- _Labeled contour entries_
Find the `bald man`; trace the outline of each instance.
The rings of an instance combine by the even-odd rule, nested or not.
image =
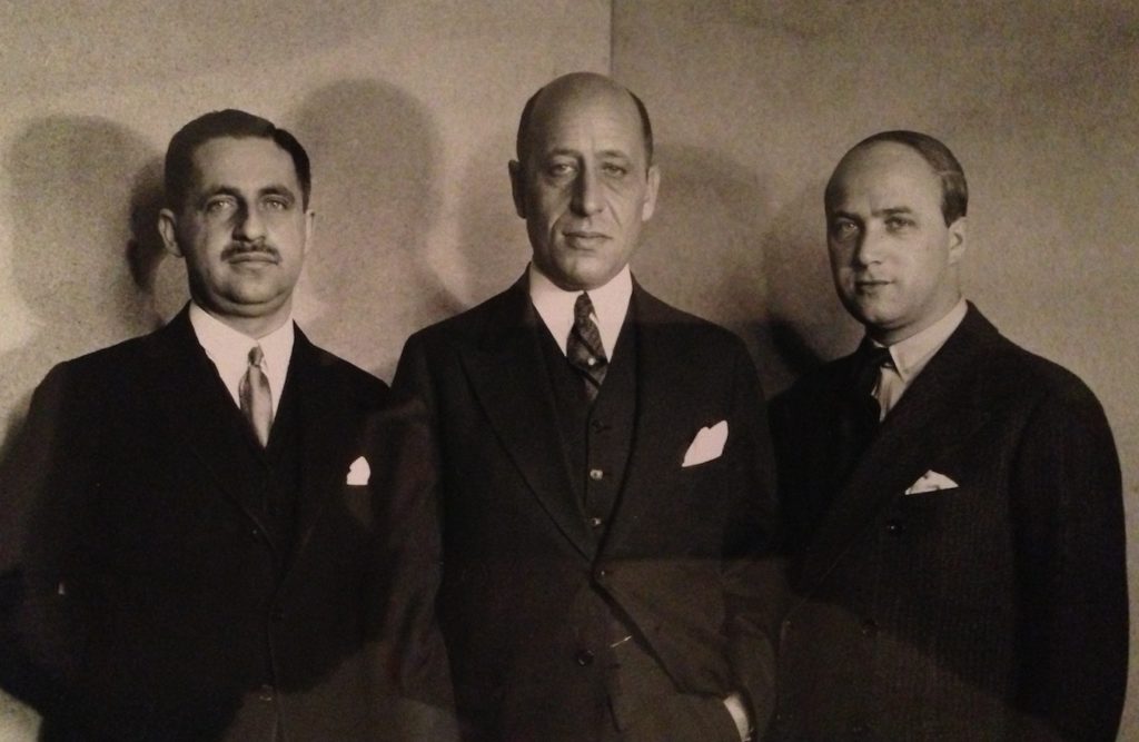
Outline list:
[[[630,274],[659,181],[636,96],[555,80],[517,157],[528,268],[413,335],[394,382],[437,455],[465,736],[738,742],[770,714],[778,620],[754,367]]]
[[[790,544],[779,740],[1114,740],[1126,685],[1120,465],[1070,372],[961,296],[965,173],[927,134],[826,190],[852,356],[772,402]]]

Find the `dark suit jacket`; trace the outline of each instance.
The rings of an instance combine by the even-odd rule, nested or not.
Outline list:
[[[439,601],[456,700],[497,739],[590,739],[574,693],[589,650],[571,614],[597,590],[683,693],[771,709],[770,443],[754,367],[727,331],[634,285],[636,423],[618,509],[596,546],[562,450],[525,278],[407,343],[398,392],[425,406],[444,514]],[[726,419],[723,456],[681,467]]]
[[[290,396],[302,452],[285,543],[262,522],[260,450],[186,311],[36,390],[0,491],[0,679],[47,736],[271,739],[279,714],[287,740],[392,739],[391,714],[416,695],[401,662],[445,670],[429,641],[402,647],[410,659],[393,647],[423,620],[402,608],[424,576],[400,571],[416,561],[391,511],[434,513],[390,496],[386,386],[297,329],[282,408]],[[346,483],[362,455],[370,488]]]
[[[772,403],[795,557],[776,736],[1114,739],[1123,511],[1095,397],[970,305],[834,490],[849,375],[847,357]],[[927,471],[959,487],[903,495]]]

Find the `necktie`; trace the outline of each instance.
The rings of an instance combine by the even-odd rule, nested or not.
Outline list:
[[[882,407],[874,396],[882,367],[891,359],[888,348],[878,348],[869,340],[854,353],[850,383],[843,400],[835,442],[835,475],[842,481],[866,451],[878,429]]]
[[[566,359],[570,365],[581,372],[585,383],[585,396],[592,402],[605,381],[605,372],[609,359],[605,357],[601,345],[601,334],[593,324],[593,302],[589,294],[582,292],[573,305],[573,327],[566,340]]]
[[[241,400],[241,413],[249,421],[262,447],[269,443],[269,431],[273,426],[273,392],[269,389],[269,378],[261,367],[264,360],[265,354],[261,345],[251,348],[249,367],[237,388]]]

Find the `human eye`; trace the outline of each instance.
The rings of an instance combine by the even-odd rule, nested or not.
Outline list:
[[[852,219],[839,218],[830,221],[830,236],[845,240],[858,234],[858,225]]]
[[[555,179],[568,178],[575,172],[577,172],[576,164],[568,160],[554,160],[546,165],[546,174]]]
[[[237,209],[237,199],[232,196],[212,196],[202,205],[202,211],[208,217],[222,217]]]
[[[293,207],[293,199],[284,194],[265,196],[262,203],[271,211],[288,211]]]
[[[613,178],[624,178],[629,174],[629,168],[618,162],[607,162],[601,165],[601,172]]]
[[[890,231],[901,231],[912,226],[913,226],[913,220],[908,217],[892,214],[886,218],[886,229],[888,229]]]

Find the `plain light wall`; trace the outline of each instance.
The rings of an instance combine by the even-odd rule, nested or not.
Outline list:
[[[296,316],[390,380],[404,339],[530,254],[507,162],[526,98],[609,67],[607,0],[0,3],[0,440],[48,369],[187,300],[155,229],[182,124],[238,107],[313,163]],[[0,698],[0,740],[35,720]]]
[[[162,153],[188,120],[237,106],[305,144],[318,218],[298,319],[391,378],[410,332],[522,271],[506,162],[525,98],[612,68],[648,104],[663,169],[638,276],[739,331],[769,392],[858,335],[822,247],[835,162],[884,128],[943,138],[973,194],[967,292],[1099,394],[1134,532],[1137,13],[977,5],[0,5],[0,437],[51,365],[185,301],[153,223]],[[0,703],[0,739],[28,725]]]
[[[835,164],[876,131],[942,139],[969,181],[966,295],[1107,411],[1139,595],[1139,7],[614,7],[613,74],[659,142],[657,217],[634,261],[645,285],[740,332],[778,392],[861,334],[827,266]],[[1122,740],[1139,740],[1137,641]]]

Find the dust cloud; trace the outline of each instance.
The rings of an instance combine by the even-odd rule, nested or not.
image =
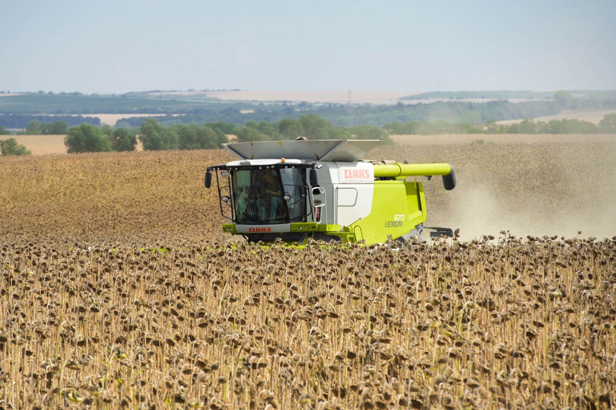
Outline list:
[[[427,136],[434,138],[435,136]],[[458,186],[423,183],[426,226],[460,228],[461,239],[616,235],[616,136],[599,142],[457,145],[403,143],[373,156],[448,162]],[[578,231],[582,233],[578,234]]]

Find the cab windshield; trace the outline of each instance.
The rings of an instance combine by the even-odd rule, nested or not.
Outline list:
[[[301,172],[297,168],[233,171],[237,223],[264,225],[304,220],[306,188]]]

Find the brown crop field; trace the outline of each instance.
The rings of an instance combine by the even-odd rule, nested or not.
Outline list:
[[[0,158],[0,406],[612,406],[614,141],[368,156],[453,164],[453,191],[418,180],[461,237],[229,241],[222,150]]]

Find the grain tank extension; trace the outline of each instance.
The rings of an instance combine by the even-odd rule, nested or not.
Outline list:
[[[216,179],[222,230],[250,241],[306,244],[329,241],[384,243],[421,238],[427,215],[418,177],[442,175],[456,186],[449,164],[362,159],[379,140],[259,141],[223,144],[240,159],[208,167]],[[426,228],[426,229],[428,229]],[[432,235],[452,236],[433,228]],[[391,236],[389,236],[391,235]]]

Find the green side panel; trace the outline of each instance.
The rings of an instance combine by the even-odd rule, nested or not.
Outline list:
[[[419,182],[375,181],[370,214],[349,228],[355,239],[383,243],[395,239],[426,221],[426,199]]]

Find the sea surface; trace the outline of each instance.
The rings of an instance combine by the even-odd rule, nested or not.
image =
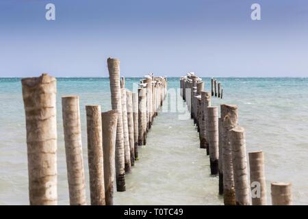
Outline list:
[[[126,87],[140,78],[127,78]],[[179,78],[168,79],[170,98],[164,103],[140,149],[140,159],[127,175],[127,192],[116,205],[222,205],[218,180],[209,175],[209,157],[179,96]],[[270,182],[292,183],[294,204],[308,204],[308,78],[218,78],[223,99],[212,105],[236,104],[246,130],[247,152],[262,150],[268,203]],[[210,78],[203,78],[205,90]],[[61,96],[79,95],[84,162],[90,204],[85,105],[111,109],[108,78],[57,79],[58,203],[69,204]],[[0,78],[0,205],[28,205],[25,119],[21,79]]]

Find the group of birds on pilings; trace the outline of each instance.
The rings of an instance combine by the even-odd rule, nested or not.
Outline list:
[[[114,204],[125,191],[125,173],[138,159],[138,145],[166,97],[166,77],[148,76],[138,93],[125,88],[120,61],[107,60],[112,110],[86,105],[90,204]],[[25,112],[30,205],[57,204],[56,79],[46,73],[21,80]],[[86,205],[81,146],[79,98],[62,97],[62,120],[70,205]]]
[[[220,81],[217,81],[217,79],[211,79],[211,96],[222,99],[223,88]]]
[[[138,93],[125,89],[120,78],[120,60],[108,58],[112,110],[118,112],[116,126],[116,178],[118,192],[124,192],[125,174],[138,159],[138,146],[146,145],[147,133],[167,94],[167,79],[146,75],[140,81]]]
[[[221,104],[218,118],[218,107],[211,105],[213,90],[205,91],[204,82],[194,73],[180,78],[180,88],[198,127],[200,148],[209,155],[211,175],[219,177],[218,192],[224,196],[224,205],[267,205],[264,153],[248,153],[249,183],[245,131],[238,124],[238,106]],[[272,183],[272,205],[292,205],[291,187],[289,183]]]

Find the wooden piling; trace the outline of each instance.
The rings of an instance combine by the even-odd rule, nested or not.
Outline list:
[[[108,58],[108,71],[112,110],[118,113],[116,140],[116,178],[118,192],[125,191],[125,166],[122,120],[121,90],[120,86],[120,60]]]
[[[138,93],[133,93],[133,118],[135,160],[138,159]]]
[[[86,105],[86,112],[91,205],[105,205],[101,106]]]
[[[135,165],[135,140],[133,130],[133,94],[132,92],[126,91],[126,103],[127,106],[127,123],[129,137],[129,149],[131,154],[131,166]]]
[[[152,114],[152,78],[148,77],[146,79],[146,131],[151,129],[151,114]]]
[[[221,105],[220,113],[222,127],[224,203],[226,205],[235,205],[232,148],[227,133],[229,130],[238,125],[238,107],[233,105]]]
[[[211,96],[214,95],[214,78],[211,79]]]
[[[250,186],[248,180],[247,157],[246,153],[245,131],[235,127],[228,131],[228,138],[232,146],[234,188],[237,205],[250,205]]]
[[[266,205],[266,183],[264,174],[263,152],[248,153],[253,205]]]
[[[145,88],[138,89],[138,145],[144,144],[144,133],[146,123],[144,117],[146,116]]]
[[[218,82],[218,98],[220,98],[220,82]]]
[[[114,205],[114,181],[116,173],[117,110],[101,113],[105,196],[106,205]]]
[[[218,151],[219,151],[219,159],[218,159],[218,171],[219,171],[219,194],[224,194],[224,179],[223,179],[223,172],[222,172],[222,127],[221,125],[221,118],[218,118],[218,130],[219,130],[219,140],[218,140]]]
[[[207,136],[209,147],[211,175],[218,174],[218,110],[217,107],[207,107]]]
[[[209,143],[207,141],[207,107],[211,106],[211,94],[207,92],[201,92],[201,125],[200,129],[201,139],[200,148],[207,149],[207,155],[209,155]]]
[[[214,94],[217,96],[217,79],[214,79]]]
[[[31,205],[57,205],[56,79],[47,74],[21,80]]]
[[[292,205],[292,184],[274,182],[270,183],[272,205]]]
[[[129,136],[127,120],[127,105],[126,103],[126,90],[121,88],[122,120],[123,122],[124,151],[125,162],[125,172],[129,172],[131,169],[131,149],[129,146]]]
[[[86,183],[78,96],[62,97],[62,118],[70,204],[86,205]]]

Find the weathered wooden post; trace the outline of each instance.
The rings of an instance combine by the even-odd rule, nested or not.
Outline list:
[[[78,96],[62,97],[62,118],[70,204],[86,205],[86,183]]]
[[[120,87],[120,60],[108,58],[108,71],[112,110],[118,113],[116,140],[116,178],[118,192],[125,191],[125,166],[123,141],[123,123],[122,120],[121,89]]]
[[[138,89],[138,145],[143,145],[144,143],[144,116],[146,116],[146,93],[145,88]]]
[[[133,93],[133,145],[135,160],[138,159],[138,94]]]
[[[201,95],[197,96],[197,116],[196,116],[196,125],[198,127],[198,132],[199,133],[200,138],[200,125],[201,123]]]
[[[213,96],[214,95],[214,78],[213,77],[211,79],[211,96]]]
[[[237,205],[250,205],[250,187],[248,180],[247,157],[246,155],[245,131],[237,126],[228,131],[232,146],[234,188]]]
[[[214,94],[215,96],[217,96],[217,79],[214,79]]]
[[[209,147],[211,175],[218,174],[218,109],[207,107],[207,136]]]
[[[219,151],[219,159],[218,159],[218,171],[219,171],[219,194],[224,194],[224,179],[223,179],[223,172],[222,172],[222,127],[221,125],[221,118],[218,118],[218,130],[219,130],[219,144],[218,144],[218,151]]]
[[[274,182],[270,183],[272,205],[292,205],[292,184]]]
[[[235,205],[232,147],[228,138],[228,131],[238,125],[238,107],[233,105],[221,105],[221,123],[222,126],[222,168],[224,183],[224,203],[226,205]]]
[[[261,151],[251,152],[248,156],[252,204],[266,205],[266,183],[263,152]]]
[[[91,205],[105,205],[101,106],[86,105],[86,112]]]
[[[207,92],[201,92],[201,125],[200,129],[200,148],[207,149],[207,155],[209,155],[207,135],[207,107],[211,106],[211,94]]]
[[[57,205],[56,79],[47,74],[21,80],[31,205]]]
[[[220,98],[220,82],[218,82],[218,98]]]
[[[105,196],[106,205],[114,205],[114,181],[116,173],[116,139],[117,110],[101,113]]]
[[[152,78],[147,77],[146,78],[146,131],[151,129],[151,105],[152,105]]]
[[[126,103],[126,90],[121,88],[122,120],[123,122],[124,151],[125,160],[125,172],[131,172],[131,149],[129,148],[129,136],[127,121],[127,106]]]
[[[126,91],[126,103],[127,105],[127,123],[129,137],[129,149],[131,154],[131,166],[135,165],[135,140],[133,131],[133,94],[131,92]]]

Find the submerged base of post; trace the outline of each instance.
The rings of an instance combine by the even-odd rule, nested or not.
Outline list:
[[[236,205],[234,188],[224,190],[224,205]]]
[[[211,175],[212,176],[217,176],[218,175],[218,159],[214,161],[209,160]]]
[[[219,188],[218,188],[219,194],[224,194],[224,175],[222,172],[219,170]]]
[[[120,174],[116,176],[116,191],[125,192],[125,174]]]

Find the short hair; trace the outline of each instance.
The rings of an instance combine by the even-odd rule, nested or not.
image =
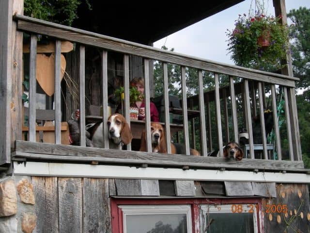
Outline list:
[[[134,78],[130,82],[130,84],[134,86],[137,84],[140,84],[144,87],[144,79],[140,77],[139,78]]]

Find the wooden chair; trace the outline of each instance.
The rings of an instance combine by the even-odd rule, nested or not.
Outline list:
[[[24,107],[24,116],[28,116],[28,108]],[[36,109],[36,138],[37,142],[55,143],[55,126],[53,121],[55,120],[55,111],[53,110]],[[24,140],[29,138],[28,126],[23,126],[22,129]],[[62,144],[69,145],[69,131],[68,123],[61,123]]]

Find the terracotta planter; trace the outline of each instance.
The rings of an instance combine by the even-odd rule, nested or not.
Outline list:
[[[139,108],[129,107],[129,116],[130,116],[130,119],[132,120],[138,120],[139,113]]]
[[[262,35],[257,39],[257,43],[261,47],[270,45],[270,32],[268,30],[263,31]]]

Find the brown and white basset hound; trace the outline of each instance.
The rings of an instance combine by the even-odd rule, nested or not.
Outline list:
[[[122,146],[131,142],[132,134],[125,118],[121,114],[115,113],[108,119],[109,148],[122,150]],[[102,122],[98,122],[91,127],[88,131],[90,133],[94,147],[103,147],[103,133]]]
[[[163,126],[158,122],[151,122],[151,140],[152,151],[167,153],[167,145],[165,136],[165,130]],[[171,143],[171,153],[177,154],[186,154],[185,147],[179,143]],[[145,131],[141,135],[140,151],[146,151],[146,139]],[[200,153],[195,149],[190,149],[191,155],[200,155]]]
[[[243,158],[243,150],[236,142],[229,142],[224,147],[223,152],[224,157],[227,159],[233,158],[240,161]]]

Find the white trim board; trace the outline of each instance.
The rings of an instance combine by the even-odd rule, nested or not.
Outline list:
[[[208,181],[310,183],[310,174],[246,171],[136,167],[112,165],[14,162],[14,174],[35,176],[91,177]]]

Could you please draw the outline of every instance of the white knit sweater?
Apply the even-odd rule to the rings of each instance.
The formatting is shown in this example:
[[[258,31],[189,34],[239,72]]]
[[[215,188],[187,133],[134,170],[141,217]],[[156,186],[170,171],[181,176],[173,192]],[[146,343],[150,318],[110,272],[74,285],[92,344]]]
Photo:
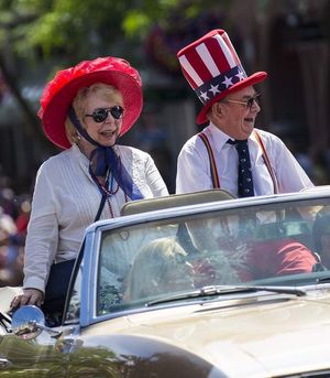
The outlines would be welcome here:
[[[124,145],[114,149],[144,197],[168,194],[147,153]],[[101,201],[88,166],[88,159],[75,144],[41,165],[28,227],[24,288],[44,291],[53,261],[76,258],[85,229],[94,222]],[[113,216],[119,216],[125,203],[120,188],[110,203]],[[109,217],[111,213],[106,203],[100,219]]]

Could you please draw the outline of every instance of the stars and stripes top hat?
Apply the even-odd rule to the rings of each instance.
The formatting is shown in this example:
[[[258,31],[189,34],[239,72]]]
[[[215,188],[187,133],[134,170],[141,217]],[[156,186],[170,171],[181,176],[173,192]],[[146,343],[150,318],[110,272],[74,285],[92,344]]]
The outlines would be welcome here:
[[[212,104],[232,91],[263,82],[267,73],[248,76],[224,30],[212,30],[177,53],[182,71],[204,107],[197,123],[207,122]]]

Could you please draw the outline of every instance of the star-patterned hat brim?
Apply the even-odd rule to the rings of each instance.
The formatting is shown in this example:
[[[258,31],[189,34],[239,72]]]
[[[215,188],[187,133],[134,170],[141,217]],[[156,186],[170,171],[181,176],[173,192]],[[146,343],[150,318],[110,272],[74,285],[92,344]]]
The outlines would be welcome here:
[[[248,76],[224,30],[212,30],[177,53],[183,74],[204,108],[198,123],[207,121],[206,114],[216,101],[232,91],[263,82],[267,73]]]

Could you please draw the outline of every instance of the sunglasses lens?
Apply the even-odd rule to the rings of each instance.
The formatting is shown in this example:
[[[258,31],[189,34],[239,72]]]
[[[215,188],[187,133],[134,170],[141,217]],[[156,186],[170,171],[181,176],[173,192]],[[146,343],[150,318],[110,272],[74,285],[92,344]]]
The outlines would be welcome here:
[[[92,114],[92,119],[97,122],[103,122],[108,117],[108,110],[107,109],[98,109]]]
[[[110,109],[111,116],[116,119],[119,119],[122,116],[123,108],[121,106],[114,106]]]
[[[114,107],[108,108],[108,109],[101,108],[101,109],[95,110],[92,112],[92,115],[86,115],[86,117],[91,117],[95,122],[101,123],[101,122],[105,122],[109,112],[111,114],[111,116],[114,119],[120,119],[120,117],[123,114],[123,108],[121,106],[114,106]]]

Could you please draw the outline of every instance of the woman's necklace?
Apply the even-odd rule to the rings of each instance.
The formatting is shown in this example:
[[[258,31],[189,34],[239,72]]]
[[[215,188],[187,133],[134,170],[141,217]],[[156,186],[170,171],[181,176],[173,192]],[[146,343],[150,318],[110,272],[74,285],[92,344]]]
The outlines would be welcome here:
[[[121,161],[120,161],[120,164],[121,164]],[[114,185],[116,185],[114,177],[113,177],[113,174],[111,174],[110,185],[108,185],[110,174],[111,173],[109,170],[107,173],[105,183],[101,183],[98,177],[96,177],[96,180],[97,180],[97,184],[98,184],[99,188],[103,192],[102,195],[106,196],[111,218],[114,218],[114,214],[113,214],[113,209],[112,209],[112,205],[111,205],[111,197],[113,197],[119,192],[119,183],[117,183],[117,187],[114,188]],[[107,186],[108,186],[108,188],[107,188]],[[124,194],[124,203],[127,203],[129,201],[128,195],[125,192],[123,192],[123,194]]]
[[[79,151],[82,153],[82,155],[89,160],[89,158],[87,156],[87,154],[85,153],[85,151],[81,149],[81,147],[76,143],[76,145],[78,147]],[[91,165],[92,165],[92,162],[89,162]],[[120,160],[120,156],[119,156],[119,164],[121,166],[121,160]],[[92,174],[92,179],[94,181],[97,183],[99,190],[102,192],[101,194],[106,196],[106,199],[107,199],[107,204],[108,204],[108,207],[109,207],[109,212],[110,212],[110,215],[111,215],[111,218],[114,218],[114,214],[113,214],[113,209],[112,209],[112,206],[111,206],[111,201],[110,198],[112,196],[114,196],[118,191],[119,191],[119,183],[117,183],[117,187],[113,190],[113,186],[114,186],[114,179],[113,179],[113,175],[111,174],[111,180],[110,180],[110,185],[108,185],[109,183],[109,176],[110,176],[110,170],[108,170],[107,172],[107,176],[105,177],[105,182],[102,183],[99,177],[97,177],[95,174]],[[107,186],[109,188],[107,188]],[[124,203],[129,202],[129,198],[128,198],[128,195],[127,193],[124,192]]]

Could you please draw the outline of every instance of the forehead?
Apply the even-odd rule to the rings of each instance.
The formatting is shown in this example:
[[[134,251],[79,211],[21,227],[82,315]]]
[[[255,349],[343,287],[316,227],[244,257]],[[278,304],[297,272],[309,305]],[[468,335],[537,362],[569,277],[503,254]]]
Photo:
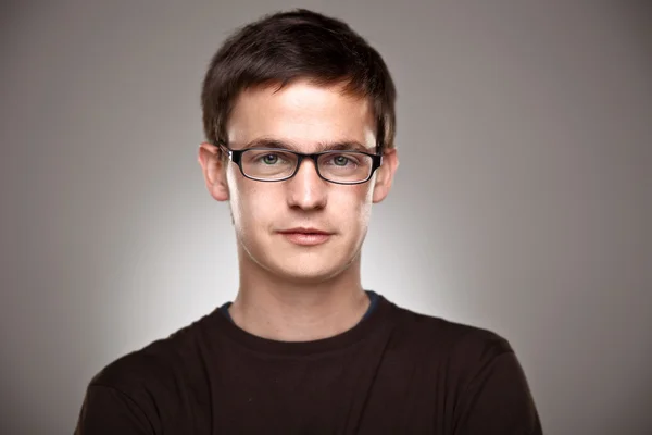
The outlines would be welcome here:
[[[317,86],[308,80],[280,89],[266,86],[242,91],[234,104],[227,134],[235,148],[261,138],[285,141],[306,152],[328,142],[376,146],[368,98],[344,92],[342,85]]]

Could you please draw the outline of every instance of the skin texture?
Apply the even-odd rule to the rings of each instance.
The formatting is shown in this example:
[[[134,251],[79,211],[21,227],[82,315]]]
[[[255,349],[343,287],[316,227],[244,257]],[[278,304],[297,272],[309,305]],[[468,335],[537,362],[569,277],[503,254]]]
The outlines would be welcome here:
[[[336,142],[358,142],[374,152],[376,125],[366,98],[306,80],[278,89],[258,87],[237,99],[227,124],[228,146],[247,148],[271,139],[299,152],[317,152]],[[368,300],[360,279],[360,251],[372,204],[383,201],[398,167],[387,150],[372,179],[336,185],[305,160],[288,181],[246,178],[218,149],[199,152],[206,187],[215,200],[229,201],[238,244],[240,288],[230,307],[243,330],[279,340],[325,338],[353,326]],[[312,227],[330,233],[316,246],[290,243],[279,232]]]

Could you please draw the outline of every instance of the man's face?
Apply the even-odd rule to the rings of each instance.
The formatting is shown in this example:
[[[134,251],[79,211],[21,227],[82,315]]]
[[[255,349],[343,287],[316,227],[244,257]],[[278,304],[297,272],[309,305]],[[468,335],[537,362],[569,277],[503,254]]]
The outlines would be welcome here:
[[[280,90],[242,92],[227,134],[235,150],[273,141],[304,153],[337,144],[356,144],[373,153],[375,129],[368,99],[346,95],[340,86],[298,82]],[[202,148],[206,173],[215,149]],[[367,183],[338,185],[322,179],[310,159],[294,177],[272,183],[246,178],[235,163],[217,161],[206,183],[216,199],[230,200],[241,268],[260,266],[286,279],[315,283],[359,262],[372,203],[387,195],[396,165],[391,150]],[[323,234],[302,234],[306,232]]]

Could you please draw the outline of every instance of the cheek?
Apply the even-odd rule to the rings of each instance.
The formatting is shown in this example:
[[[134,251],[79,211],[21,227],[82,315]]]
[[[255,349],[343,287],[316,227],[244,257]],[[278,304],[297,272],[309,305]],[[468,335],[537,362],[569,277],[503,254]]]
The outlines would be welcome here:
[[[230,209],[234,224],[242,235],[255,227],[266,227],[278,203],[273,192],[262,184],[246,179],[239,174],[228,174]],[[254,227],[255,226],[255,227]]]
[[[349,194],[341,198],[336,213],[343,221],[343,225],[350,226],[351,223],[355,223],[358,226],[356,229],[362,228],[364,231],[368,225],[372,214],[374,190],[367,185],[362,185],[353,187]]]

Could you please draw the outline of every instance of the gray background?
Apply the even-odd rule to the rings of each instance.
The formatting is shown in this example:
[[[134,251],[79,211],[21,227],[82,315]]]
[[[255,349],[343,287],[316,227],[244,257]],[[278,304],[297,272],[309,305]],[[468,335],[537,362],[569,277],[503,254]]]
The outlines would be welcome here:
[[[294,5],[399,89],[364,285],[507,337],[547,433],[651,433],[651,3],[502,0],[4,2],[1,433],[71,433],[104,364],[233,299],[200,82]]]

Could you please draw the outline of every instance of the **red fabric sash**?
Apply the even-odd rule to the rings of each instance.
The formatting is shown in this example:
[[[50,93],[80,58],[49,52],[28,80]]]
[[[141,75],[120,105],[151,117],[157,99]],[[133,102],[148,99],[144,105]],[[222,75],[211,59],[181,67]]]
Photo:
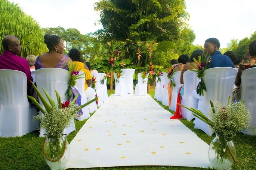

- _Problem statement_
Pull out every line of the material that contains the string "brown".

- _Output for this exercise_
Find the brown crop field; trace the outline of each instance.
Find the brown and white basset hound; trace the outline of each instance.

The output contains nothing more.